[Records excerpted from a collection]
★ ★ ★

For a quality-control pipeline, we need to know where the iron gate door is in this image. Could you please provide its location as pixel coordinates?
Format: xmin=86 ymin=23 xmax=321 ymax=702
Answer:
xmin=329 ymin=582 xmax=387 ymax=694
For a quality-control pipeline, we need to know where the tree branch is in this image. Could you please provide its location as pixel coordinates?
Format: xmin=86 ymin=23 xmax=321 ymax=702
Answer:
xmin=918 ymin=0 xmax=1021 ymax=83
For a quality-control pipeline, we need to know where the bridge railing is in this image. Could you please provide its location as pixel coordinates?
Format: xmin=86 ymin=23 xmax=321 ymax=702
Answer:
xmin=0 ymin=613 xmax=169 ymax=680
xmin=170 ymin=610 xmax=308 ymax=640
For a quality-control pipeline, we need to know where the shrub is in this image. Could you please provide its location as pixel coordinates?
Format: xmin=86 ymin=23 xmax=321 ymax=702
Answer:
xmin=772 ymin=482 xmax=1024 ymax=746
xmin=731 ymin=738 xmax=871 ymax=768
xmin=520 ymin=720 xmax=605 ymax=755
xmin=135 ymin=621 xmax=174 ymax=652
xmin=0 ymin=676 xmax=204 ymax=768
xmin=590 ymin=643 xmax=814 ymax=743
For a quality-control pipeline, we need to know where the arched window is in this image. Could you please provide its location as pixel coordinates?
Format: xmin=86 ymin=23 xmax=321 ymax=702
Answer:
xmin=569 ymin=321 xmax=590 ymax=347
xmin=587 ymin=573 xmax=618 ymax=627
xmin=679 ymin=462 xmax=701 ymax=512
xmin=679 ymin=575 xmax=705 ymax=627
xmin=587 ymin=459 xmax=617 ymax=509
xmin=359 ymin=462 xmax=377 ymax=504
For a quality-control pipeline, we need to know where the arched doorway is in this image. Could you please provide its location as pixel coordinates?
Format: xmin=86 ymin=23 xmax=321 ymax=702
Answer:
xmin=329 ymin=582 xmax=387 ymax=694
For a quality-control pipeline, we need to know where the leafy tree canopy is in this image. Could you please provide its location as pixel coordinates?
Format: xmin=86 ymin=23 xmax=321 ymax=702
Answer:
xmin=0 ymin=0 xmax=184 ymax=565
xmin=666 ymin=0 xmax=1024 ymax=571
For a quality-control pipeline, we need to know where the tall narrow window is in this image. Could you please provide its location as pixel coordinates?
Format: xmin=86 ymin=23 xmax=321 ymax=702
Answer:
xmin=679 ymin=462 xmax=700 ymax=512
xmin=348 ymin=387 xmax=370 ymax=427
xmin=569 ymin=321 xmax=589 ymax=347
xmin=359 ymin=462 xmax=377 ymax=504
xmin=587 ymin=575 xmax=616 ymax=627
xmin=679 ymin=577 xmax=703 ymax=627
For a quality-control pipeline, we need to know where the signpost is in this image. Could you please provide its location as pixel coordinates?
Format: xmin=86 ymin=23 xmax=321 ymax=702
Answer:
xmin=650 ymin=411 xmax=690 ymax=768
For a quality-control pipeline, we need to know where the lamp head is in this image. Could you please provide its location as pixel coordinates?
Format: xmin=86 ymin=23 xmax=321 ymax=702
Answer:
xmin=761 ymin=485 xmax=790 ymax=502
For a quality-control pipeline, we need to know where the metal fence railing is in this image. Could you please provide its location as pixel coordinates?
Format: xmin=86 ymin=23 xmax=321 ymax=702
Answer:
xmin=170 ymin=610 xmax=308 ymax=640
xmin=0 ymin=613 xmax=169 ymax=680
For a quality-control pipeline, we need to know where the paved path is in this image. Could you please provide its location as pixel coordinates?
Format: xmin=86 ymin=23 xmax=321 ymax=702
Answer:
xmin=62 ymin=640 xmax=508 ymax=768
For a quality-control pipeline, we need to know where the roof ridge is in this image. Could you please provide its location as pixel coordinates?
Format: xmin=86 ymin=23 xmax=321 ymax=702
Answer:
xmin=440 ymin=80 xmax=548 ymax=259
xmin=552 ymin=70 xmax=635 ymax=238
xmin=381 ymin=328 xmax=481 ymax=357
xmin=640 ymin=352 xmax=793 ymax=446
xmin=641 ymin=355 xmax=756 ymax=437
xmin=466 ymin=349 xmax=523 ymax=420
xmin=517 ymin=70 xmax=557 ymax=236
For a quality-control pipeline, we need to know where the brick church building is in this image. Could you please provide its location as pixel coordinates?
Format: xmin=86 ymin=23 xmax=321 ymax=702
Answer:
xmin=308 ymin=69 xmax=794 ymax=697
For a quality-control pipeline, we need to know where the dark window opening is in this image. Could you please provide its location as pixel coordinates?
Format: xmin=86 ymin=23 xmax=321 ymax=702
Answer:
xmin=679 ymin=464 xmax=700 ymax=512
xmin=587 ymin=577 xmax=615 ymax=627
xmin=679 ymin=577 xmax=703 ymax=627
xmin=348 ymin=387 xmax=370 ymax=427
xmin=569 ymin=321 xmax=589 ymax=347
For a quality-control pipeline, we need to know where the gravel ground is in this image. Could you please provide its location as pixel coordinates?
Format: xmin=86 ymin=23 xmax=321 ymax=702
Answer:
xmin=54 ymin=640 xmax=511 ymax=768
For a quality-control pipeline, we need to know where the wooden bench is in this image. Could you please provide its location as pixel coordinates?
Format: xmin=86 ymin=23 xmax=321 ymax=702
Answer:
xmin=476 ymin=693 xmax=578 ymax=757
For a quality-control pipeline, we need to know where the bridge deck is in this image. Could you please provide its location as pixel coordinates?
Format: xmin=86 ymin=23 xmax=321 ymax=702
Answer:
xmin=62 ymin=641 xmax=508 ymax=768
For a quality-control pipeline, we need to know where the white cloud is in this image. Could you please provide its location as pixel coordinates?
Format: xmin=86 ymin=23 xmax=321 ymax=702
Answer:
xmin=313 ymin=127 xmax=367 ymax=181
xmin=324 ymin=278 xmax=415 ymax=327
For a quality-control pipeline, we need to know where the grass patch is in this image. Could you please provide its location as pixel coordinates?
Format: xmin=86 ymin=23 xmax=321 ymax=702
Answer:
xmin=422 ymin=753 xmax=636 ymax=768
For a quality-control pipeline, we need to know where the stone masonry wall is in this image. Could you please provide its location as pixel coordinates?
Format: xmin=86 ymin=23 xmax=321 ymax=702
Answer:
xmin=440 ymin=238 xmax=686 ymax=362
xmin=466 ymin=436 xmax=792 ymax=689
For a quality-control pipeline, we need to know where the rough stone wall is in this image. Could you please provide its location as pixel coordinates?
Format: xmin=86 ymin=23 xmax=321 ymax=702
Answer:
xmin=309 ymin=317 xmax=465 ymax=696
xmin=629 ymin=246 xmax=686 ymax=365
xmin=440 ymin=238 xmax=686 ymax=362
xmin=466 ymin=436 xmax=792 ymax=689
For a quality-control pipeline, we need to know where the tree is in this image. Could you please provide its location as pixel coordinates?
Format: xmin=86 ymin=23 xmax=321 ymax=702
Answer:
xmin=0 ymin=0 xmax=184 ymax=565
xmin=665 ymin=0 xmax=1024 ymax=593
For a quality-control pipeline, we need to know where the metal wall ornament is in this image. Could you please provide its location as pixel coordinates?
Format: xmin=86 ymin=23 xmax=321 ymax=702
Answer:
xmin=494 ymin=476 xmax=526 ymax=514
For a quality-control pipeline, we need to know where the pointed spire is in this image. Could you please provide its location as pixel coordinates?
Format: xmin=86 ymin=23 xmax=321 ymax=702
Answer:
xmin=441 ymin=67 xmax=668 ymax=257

★ ★ ★

Repeat each record exactly. Omit nothing.

For a quality-control pipeline, we need to know where the iron gate door is in this image. Could you please provide its location as pixel coordinates?
Format: xmin=86 ymin=23 xmax=321 ymax=702
Answer:
xmin=329 ymin=582 xmax=387 ymax=694
For a quality-control pipeline, we need to know where the tree branch is in this image. Could you please provide its location as pixel coordinates?
Format: xmin=86 ymin=23 xmax=321 ymax=702
Answer:
xmin=918 ymin=0 xmax=1021 ymax=83
For a quality-control pipeline, we need to know where the bridge railing is in this image. Could you please provide its location as pixel coordinates?
Format: xmin=86 ymin=23 xmax=321 ymax=702
Answer:
xmin=0 ymin=613 xmax=169 ymax=680
xmin=170 ymin=610 xmax=308 ymax=640
For a quality-control pipeline, we need to know where the shrub is in this image. Could you please provide its location as pixel coordinates?
Format: xmin=86 ymin=23 xmax=321 ymax=702
Answer:
xmin=772 ymin=482 xmax=1024 ymax=746
xmin=731 ymin=738 xmax=871 ymax=768
xmin=520 ymin=720 xmax=605 ymax=755
xmin=135 ymin=621 xmax=174 ymax=652
xmin=0 ymin=676 xmax=204 ymax=768
xmin=590 ymin=643 xmax=814 ymax=743
For a quality-control pipeline, we need to know where the arched window is in this image. Could you please provide its location as pixel coordinates?
Format: xmin=86 ymin=23 xmax=321 ymax=702
Answer:
xmin=569 ymin=321 xmax=590 ymax=347
xmin=587 ymin=573 xmax=618 ymax=627
xmin=679 ymin=462 xmax=701 ymax=512
xmin=679 ymin=575 xmax=705 ymax=627
xmin=587 ymin=459 xmax=617 ymax=509
xmin=359 ymin=462 xmax=377 ymax=504
For a quality-control pipeline, we need to know where the arched doorway is in this image. Could you please provide its location as pixel coordinates?
Format: xmin=86 ymin=23 xmax=321 ymax=702
Answer:
xmin=329 ymin=582 xmax=387 ymax=694
For a quality-control pipeline, we need to know where the leafy tree canopy is in this image. Could you please provide its location as pixel coordinates?
Format: xmin=86 ymin=23 xmax=321 ymax=702
Answer:
xmin=0 ymin=0 xmax=184 ymax=565
xmin=666 ymin=0 xmax=1024 ymax=571
For a quality-control pipeline, we need to know where the tall narrow window is in this image. Could you please provide its location as pixel coordinates?
Format: xmin=86 ymin=23 xmax=321 ymax=702
Answer:
xmin=679 ymin=462 xmax=700 ymax=512
xmin=348 ymin=387 xmax=370 ymax=427
xmin=569 ymin=321 xmax=589 ymax=347
xmin=359 ymin=462 xmax=377 ymax=504
xmin=587 ymin=575 xmax=616 ymax=627
xmin=679 ymin=577 xmax=703 ymax=627
For a quality-control pipeline, we need to know where the signpost is in this image. Could you please provide its location as pixel coordinates?
Format: xmin=86 ymin=23 xmax=321 ymax=702
Answer:
xmin=650 ymin=411 xmax=690 ymax=768
For a quality-control pipeline, we need to know where the lamp head is in this image. Could you please provide its location as pixel coordinates?
Format: xmin=86 ymin=23 xmax=321 ymax=702
Answer:
xmin=761 ymin=485 xmax=790 ymax=502
For a quality-control pipeline, we need to know where the metal fence railing is in this image. Could you please provide its location as pixel coordinates?
Format: xmin=86 ymin=23 xmax=321 ymax=702
Answer:
xmin=170 ymin=610 xmax=308 ymax=640
xmin=0 ymin=613 xmax=169 ymax=680
For a quality-control pipeline, we need to know where the paved path is in this image. Could you please provide its location as pixel coordinates?
Format: xmin=86 ymin=23 xmax=321 ymax=702
Answer:
xmin=62 ymin=640 xmax=508 ymax=768
For a quality-control pipeline, we need to know where the roof ridge is in this image. Could you please provide its location as pixel coordinates?
Format: xmin=86 ymin=23 xmax=321 ymax=702
Answer:
xmin=440 ymin=80 xmax=548 ymax=259
xmin=552 ymin=70 xmax=635 ymax=238
xmin=381 ymin=328 xmax=481 ymax=357
xmin=640 ymin=352 xmax=793 ymax=446
xmin=641 ymin=355 xmax=756 ymax=437
xmin=466 ymin=349 xmax=523 ymax=420
xmin=517 ymin=70 xmax=557 ymax=236
For a quality-control pipeline, we need to know where the brick church building is in this image. Could you please provide its location as pixel coordinates?
Format: xmin=86 ymin=23 xmax=321 ymax=702
Answer:
xmin=308 ymin=69 xmax=794 ymax=697
For a quality-control pipeline, we need to know where the dark window opening is in this image. Could you please provide its location as pixel coordinates?
Format: xmin=86 ymin=23 xmax=321 ymax=702
Answer:
xmin=679 ymin=464 xmax=700 ymax=512
xmin=587 ymin=577 xmax=615 ymax=627
xmin=679 ymin=577 xmax=703 ymax=627
xmin=348 ymin=387 xmax=370 ymax=427
xmin=569 ymin=321 xmax=589 ymax=347
For a quality-control pipeline, we need to know where the gravel ground is in this image. Could you please provide its location as pixel coordinates?
Format: xmin=86 ymin=23 xmax=321 ymax=702
Answer:
xmin=54 ymin=640 xmax=511 ymax=768
For a quality-control pipeline, we need to know where the wooden bench is in this image. Could you please provide its location as pixel coordinates?
Format: xmin=86 ymin=23 xmax=321 ymax=702
Answer:
xmin=476 ymin=693 xmax=578 ymax=757
For a quality-control pipeline, we need to know where the bridge deck is in this image. Could you please provide its location as pixel coordinates?
Format: xmin=86 ymin=23 xmax=321 ymax=702
Answer:
xmin=62 ymin=641 xmax=508 ymax=768
For a quality-control pipeline, we need to know where the white cloud is in this image. Could you please provide its location as pixel coordinates?
Format: xmin=86 ymin=23 xmax=321 ymax=702
Answer:
xmin=313 ymin=127 xmax=367 ymax=181
xmin=324 ymin=278 xmax=415 ymax=327
For a quality-control pipeline, we need to know where the grass patch is in this image. Could you please provide its location as pixel coordinates?
Format: xmin=86 ymin=23 xmax=321 ymax=702
Answer:
xmin=422 ymin=753 xmax=636 ymax=768
For a quality-control pipeline, we need to know where the stone masonry wall is in this image. Could you please provide its location as pixel coordinates?
Format: xmin=86 ymin=23 xmax=321 ymax=702
Answer:
xmin=440 ymin=238 xmax=686 ymax=362
xmin=466 ymin=436 xmax=792 ymax=689
For a quality-control pipeline, we need to know where the rough stone wall is in this image. Could you please provide its location as pixel coordinates?
Format: xmin=86 ymin=23 xmax=321 ymax=702
Answer:
xmin=309 ymin=317 xmax=465 ymax=696
xmin=629 ymin=246 xmax=686 ymax=365
xmin=440 ymin=238 xmax=686 ymax=362
xmin=466 ymin=436 xmax=792 ymax=689
For a quality-control pipeline, we need to know where the tree is in this image. Could you please provide its location as pixel coordinates?
Format: xmin=86 ymin=23 xmax=321 ymax=702
Answer:
xmin=0 ymin=0 xmax=184 ymax=565
xmin=665 ymin=0 xmax=1024 ymax=593
For a quality-control pipeline, we need to know where the metal wall ornament is in this image. Could you please provide its location as pixel coordinates?
Format: xmin=86 ymin=23 xmax=321 ymax=702
Answer:
xmin=494 ymin=476 xmax=526 ymax=514
For a quality-control pipeline, we need to know where the pointed spire is in this image. Could you please provide its location as pixel coordinates?
Format: xmin=86 ymin=23 xmax=321 ymax=702
Answer:
xmin=441 ymin=67 xmax=668 ymax=257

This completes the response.